## [TRECHO PARA LEITURA]
No sábado, dia 3 de fevereiro, enquanto os foliões cariocas tomavam as ruas da cidade no clima pré-carnavalesco, um grupo se reuniu em frente à sede do jornal Meia Hora para realização de um piscinaço. O ato lúdico foi realizado em repúdio à capa do Meia Hora de 21 de janeiro, que trazia uma imagem de crianças brincando em piscinas de plástico junto à manchete “Piscinas Suspeitas na Maré”. O evento foi organizado por ativistas de diversas favelas que se uniram para denunciar a criminalização da favela.
“A gente não pode aceitar mídias como essas que colocam a gente na capa para criminalizar os nossos corpos”, explicou Gizele Martins, moradora do Complexo da Maré e uma da organizadoras do evento. “A gente tem que repudiar cada capa, cada matéria racista que jornais comerciais como esse fazem com os nossos corpos. Preto, pobre e favelado pode se divertir sim.”
Na fala de abertura do ato, Thainã Medeiros, morador do Complexo do Alemão e integrante do Coletivo Papo Reto, compartilhou sua indignação: “O Meia Hora fez uma matéria criminalizando a presença de piscinas na Maré, uma realidade que é comum a todas as favelas. A galera tem piscina, não é um produto caro de se comprar. Não é absurdo que se tenha.”
A matéria do Meia Hora alegava que as piscinas retratadas na foto teriam sido compradas pelo tráfico, uma suposição irresponsável frente ao fato de que a Polícia Civil declara não haver qualquer investigação em curso para determinar a origem das piscinas. Os organizadores do piscinaço informaram que a foto, que estima-se ter sido tirada em 2016, foi compartilhada primeiro nas páginas Favela Nova Holanda e Maré Vive, populares entre moradores do Complexo da Maré. A matéria do Meia Hora não é assinada por nenhum jornalista e a foto não tem qualquer atribuição.
Comentando uma postagem no Facebook sobre o assunto, um morador da Nova Holanda, comunidade integrante do Complexo da Maré, também fez seu repúdio. “Essa segunda piscina é lá de casa e não teve 1 real do tráfico, [eles] têm que superar a frustração de que um pobre não pode ter piscina. Vai ter piscina sim, e se falar muito eu compro um mini tobogã.”
Thainã ainda ressaltou que o evento, que precisou de recursos financeiros para contratação de carro pipa e compra de piscinas, foi realizado com doações arrecadadas a partir de uma postagem na página do evento no Facebook.
As falas de abertura do ato foram seguidas do entoar, de punhos erguidos no ar, o clássico Rap da Felicidade, do Cidinho e Doca. “Favela é isso aqui, é potência, é a gente se reunindo, sobrevivendo e resistindo, por mais que tentem nos exterminar”, declarou Marcelle Decothé, do Fórum de Juventudes do Rio de Janeiro.
Transeuntes que passaram pelo ato se depararam com pessoas se divertindo em piscinas infláveis, tomando cerveja, comendo frango assado e ouvindo uma boa música. Em meio à diversão, os presentes discutiram o efeito da grande mídia sobre a vida dos moradores de favela. “Eu sempre digo que a mídia comercial tem um dono, que são os ricos. Ela tem um propósito de ser mesmo racista, de criminalizar mesmo, de colocar a população contra os movimentos sociais, a população contra ela própria”, refletiu Gizele.

## [REGISTROS APRESENTADOS]
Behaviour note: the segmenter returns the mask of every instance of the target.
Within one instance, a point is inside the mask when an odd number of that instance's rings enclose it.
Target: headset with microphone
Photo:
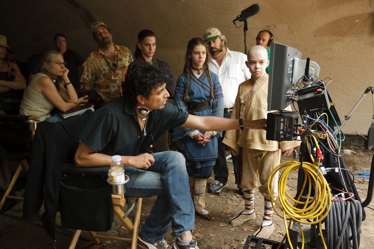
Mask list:
[[[273,40],[274,39],[274,36],[273,35],[273,33],[272,33],[270,31],[267,30],[267,29],[264,29],[263,30],[261,30],[261,31],[260,31],[259,32],[258,32],[258,34],[257,34],[257,37],[256,37],[256,40],[257,40],[257,39],[259,39],[260,38],[260,37],[258,37],[260,35],[260,33],[261,33],[261,32],[263,32],[264,31],[266,31],[267,32],[269,33],[269,35],[270,35],[270,39],[269,39],[269,41],[267,42],[267,45],[268,47],[270,47],[270,43],[271,43],[271,42],[273,41]]]

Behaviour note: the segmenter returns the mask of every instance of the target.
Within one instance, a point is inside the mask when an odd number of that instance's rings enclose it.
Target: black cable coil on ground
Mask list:
[[[358,249],[362,212],[361,203],[353,199],[331,202],[325,219],[327,248]]]

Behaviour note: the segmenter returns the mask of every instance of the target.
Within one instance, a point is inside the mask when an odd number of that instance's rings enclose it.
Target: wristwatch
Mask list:
[[[239,118],[239,127],[240,127],[240,129],[242,131],[244,130],[244,125],[243,124],[243,120],[244,118]]]

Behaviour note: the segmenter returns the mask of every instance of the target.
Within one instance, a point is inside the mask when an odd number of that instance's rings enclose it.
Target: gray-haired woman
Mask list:
[[[69,70],[65,65],[59,52],[50,50],[43,54],[38,73],[24,93],[20,115],[37,116],[41,121],[57,122],[62,118],[50,115],[55,107],[66,112],[88,101],[87,96],[78,98],[68,77]]]

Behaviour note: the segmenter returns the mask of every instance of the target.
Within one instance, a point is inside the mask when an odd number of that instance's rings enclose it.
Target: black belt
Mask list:
[[[230,112],[232,112],[232,107],[229,108],[224,108],[223,109],[223,113],[230,113]]]
[[[206,110],[211,110],[212,105],[210,101],[198,102],[188,104],[188,110],[190,112],[202,112]]]

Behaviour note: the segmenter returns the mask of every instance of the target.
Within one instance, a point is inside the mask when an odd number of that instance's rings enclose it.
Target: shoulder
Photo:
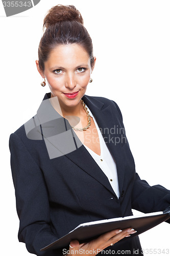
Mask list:
[[[115,113],[118,114],[121,119],[123,120],[123,117],[120,110],[117,104],[114,100],[108,99],[107,98],[105,98],[104,97],[92,96],[86,95],[84,95],[84,96],[85,96],[88,100],[93,102],[93,104],[98,105],[100,104],[101,107],[102,105],[103,108],[107,108],[107,106],[110,105],[111,107],[112,111]]]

## [EXERCÍCIOS PROPOSTOS]
1. Transcreva da reportagem sobre o piscinaço tudo o que vai de "As falas de" até "Rio de Janeiro.".
2. Indique se cada afirmação abaixo está de acordo com a reportagem sobre o piscinaço, respondendo sim ou não e citando literalmente as palavras do texto que decidem a questão.
(a) O piscinaço aconteceu em frente à sede do jornal Meia Hora.
(b) A matéria do Meia Hora foi assinada por um jornalista.
(c) O evento foi custeado por uma empresa patrocinadora.
3. Responda com base na reportagem sobre o piscinaço:
(a) Em que data saiu a capa do Meia Hora contra a qual o ato protestou?
(b) De qual coletivo Thainã Medeiros é integrante?
(c) Que música foi entoada depois das falas de abertura do ato?
Os registros vêm de uma fonte diferente da reportagem.

## [RESPOSTAS POR TAREFA]
1.
As falas de abertura do ato foram seguidas do entoar, de punhos erguidos no ar, o clássico Rap da Felicidade, do Cidinho e Doca. “Favela é isso aqui, é potência, é a gente se reunindo, sobrevivendo e resistindo, por mais que tentem nos exterminar”, declarou Marcelle Decothé, do Fórum de Juventudes do Rio de Janeiro.

2.
(a) Sim: "um grupo se reuniu em frente à sede do jornal Meia Hora para realização de um piscinaço".
(b) Não: "A matéria do Meia Hora não é assinada por nenhum jornalista".
(c) Não: "foi realizado com doações arrecadadas a partir de uma postagem na página do evento no Facebook".

3.
(a) A capa saiu em 21 de janeiro.
(b) Thainã Medeiros é integrante do Coletivo Papo Reto.
(c) Foi entoado o Rap da Felicidade, do Cidinho e Doca.